> [ACTIVITY]:
Please translate this sentence from the text on wasp stings into Spanish: "Once the stinger is removed, thoroughly cleanse the surrounding area using a gentle soap and warm water."
PROVIDED TEXT START
Avoiding A Sting
One of the most common questions we are asked is “When do wasps sting you?”. This is a great question and there are plenty of myths and legends to go along with it. While some believe they are only out to take revenge on the human race and eventually take over the world, we would have to disagree.
Aside from someone who actually steps on a wasp nest, most people are stung in mid-to-late summer. This happens because the normal social structure of the wasp colony is breaking down and the annual cycle is changing. The fertile queens are starting to get ready to hibernate over the winter to start new colonies the following spring. The queens are no longer releasing the hormone that maintains the colony cohesion so the worker wasps are disoriented. They are searching for sweet foods like soft drinks or jelly and usually find themselves among humans. This is when wasps sting, when they are disoriented.
Once You’ve Been Stung by a Wasp
Wasp stings can be extremely uncomfortable and are a common summer ailment to the unsuspecting outdoorsy individual. Unless you’re among those unfortunate few who are severely allergic to wasp venom, the sting can most likely be treated at home with a few simple materials and techniques.
Remove the Stinger
Before you can treat the injury effectively, you must remove the stinger. Some sources recommend removing the stinger with a flat, non-sharp, makeshift tool (like a butter knife or a credit card) applied by scraping gently along the skin in the opposite direction of the sting. This will prevent the venom sack from releasing further toxins into the body (a risk if you use tweezers to pull out the stinger). It is, however, important to remove the stinger as quickly as possible (as this WebMD article confirms): if no flat object is readily available, then remove the stinger with whatever means you have at your disposal.
Clean the Site
Keeping the wound site clean is very important so that you don’t run the risk of infection. Once the stinger is removed, thoroughly cleanse the surrounding area using a gentle soap and warm water.
The sting site may be red, slightly swollen, and sore. These symptoms can be treated by applying ice: 10 minutes on, then 10 minutes off, repeated as necessary according to MedlinePlus, a service of the U.S. National Library of Medicine. Calamine lotion is also an effective way to soothe the irritation that comes with a wasp sting. A topical hydrocortisone cream can reduce local mild allergic reactions to a sting and also provide some welcome pain relief.
Other, more homegrown remedies for treating the area around a wasp sting include a baking soda paste (baking soda mixed with a little water applied liberally to the area), or a paste of unseasoned meat tenderizer mixed with water (the meat tenderizer includes an enzyme which is effective in breaking down bee and wasp venom). Mud can also be used to cool and calm the skin around the sting site. Further information on all-natural treatments can be found here. Another longstanding but less well-proven method for relieving the pain: apply vinegar (preferably white or apple cider) to the site. This neutralizes toxins in the venom and eases pain.
There are several over-the-counter oral medications that can help to soothe the symptoms of a wasp sting when used in conjunction with the topical remedies discussed above.
An antihistamine may be used to alleviate mild symptoms. Diphenhydramine (found in Benadryl) or loratadine (found in Claritin) can help to calm irritation from a sting (more information on these treatments is available here). This is available as an oral tablet, but may also be found in a cream, gel, or stick dispensing mechanism and applied directly to the affected area.
Further Medical Attention
If you have been stung and your tetanus shot is ten or more years out of date, you should seek professional care within 3-4 days of the injury to ensure that you have an up-to-date tetanus booster.
If you begin to experience respiratory distress; swelling of the throat, lips, or mouth; loss of consciousness; chest pain; nausea; or vomiting; these can be symptoms of a more severe allergic reaction. Seek professional medical attention immediately.
PROVIDED TEXT END
STUDY MATERIAL START
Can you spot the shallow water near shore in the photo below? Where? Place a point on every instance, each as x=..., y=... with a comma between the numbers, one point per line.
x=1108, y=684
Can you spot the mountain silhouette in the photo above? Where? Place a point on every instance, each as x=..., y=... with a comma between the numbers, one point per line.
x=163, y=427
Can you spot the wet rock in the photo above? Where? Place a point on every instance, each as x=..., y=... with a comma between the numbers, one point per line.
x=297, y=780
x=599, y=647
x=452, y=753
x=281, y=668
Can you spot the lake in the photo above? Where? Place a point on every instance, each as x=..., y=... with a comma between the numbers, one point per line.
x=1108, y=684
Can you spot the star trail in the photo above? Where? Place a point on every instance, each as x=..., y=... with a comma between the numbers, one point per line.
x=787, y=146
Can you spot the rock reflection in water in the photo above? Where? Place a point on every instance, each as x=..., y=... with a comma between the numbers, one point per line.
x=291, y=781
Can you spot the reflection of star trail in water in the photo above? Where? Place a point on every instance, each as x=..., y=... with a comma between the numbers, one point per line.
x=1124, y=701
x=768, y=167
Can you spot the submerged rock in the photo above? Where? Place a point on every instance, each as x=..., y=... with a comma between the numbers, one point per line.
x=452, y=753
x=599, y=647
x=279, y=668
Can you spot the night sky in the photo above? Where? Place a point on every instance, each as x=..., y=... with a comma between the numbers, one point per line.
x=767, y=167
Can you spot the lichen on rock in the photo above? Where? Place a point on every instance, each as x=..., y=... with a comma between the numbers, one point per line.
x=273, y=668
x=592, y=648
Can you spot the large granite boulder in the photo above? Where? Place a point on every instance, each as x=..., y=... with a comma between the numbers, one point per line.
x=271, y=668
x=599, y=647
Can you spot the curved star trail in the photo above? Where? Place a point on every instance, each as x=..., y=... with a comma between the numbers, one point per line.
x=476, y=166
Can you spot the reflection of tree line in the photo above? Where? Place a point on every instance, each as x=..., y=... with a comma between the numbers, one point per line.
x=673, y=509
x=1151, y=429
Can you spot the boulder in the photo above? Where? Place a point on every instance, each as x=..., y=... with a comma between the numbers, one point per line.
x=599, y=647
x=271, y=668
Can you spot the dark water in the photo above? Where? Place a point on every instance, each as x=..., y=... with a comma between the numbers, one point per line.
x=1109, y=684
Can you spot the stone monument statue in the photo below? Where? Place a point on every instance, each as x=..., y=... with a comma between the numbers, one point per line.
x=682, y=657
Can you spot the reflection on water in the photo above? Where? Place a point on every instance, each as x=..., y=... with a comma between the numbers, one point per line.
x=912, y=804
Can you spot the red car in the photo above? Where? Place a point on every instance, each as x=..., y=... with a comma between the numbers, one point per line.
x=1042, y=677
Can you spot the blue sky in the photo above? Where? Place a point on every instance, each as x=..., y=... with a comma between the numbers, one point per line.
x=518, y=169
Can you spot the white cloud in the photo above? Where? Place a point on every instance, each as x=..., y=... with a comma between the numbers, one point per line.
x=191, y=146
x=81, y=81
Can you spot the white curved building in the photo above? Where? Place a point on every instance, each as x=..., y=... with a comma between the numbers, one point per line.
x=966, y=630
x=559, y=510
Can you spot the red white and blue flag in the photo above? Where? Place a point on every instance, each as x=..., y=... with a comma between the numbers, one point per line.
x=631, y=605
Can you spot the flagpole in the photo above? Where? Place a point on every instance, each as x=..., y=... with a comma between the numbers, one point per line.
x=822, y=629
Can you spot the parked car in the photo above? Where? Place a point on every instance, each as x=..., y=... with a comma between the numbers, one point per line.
STUDY MATERIAL END
> [TASK RESPONSE]:
Una vez retirado el aguijón, limpie a fondo la zona circundante con un jabón suave y agua tibia.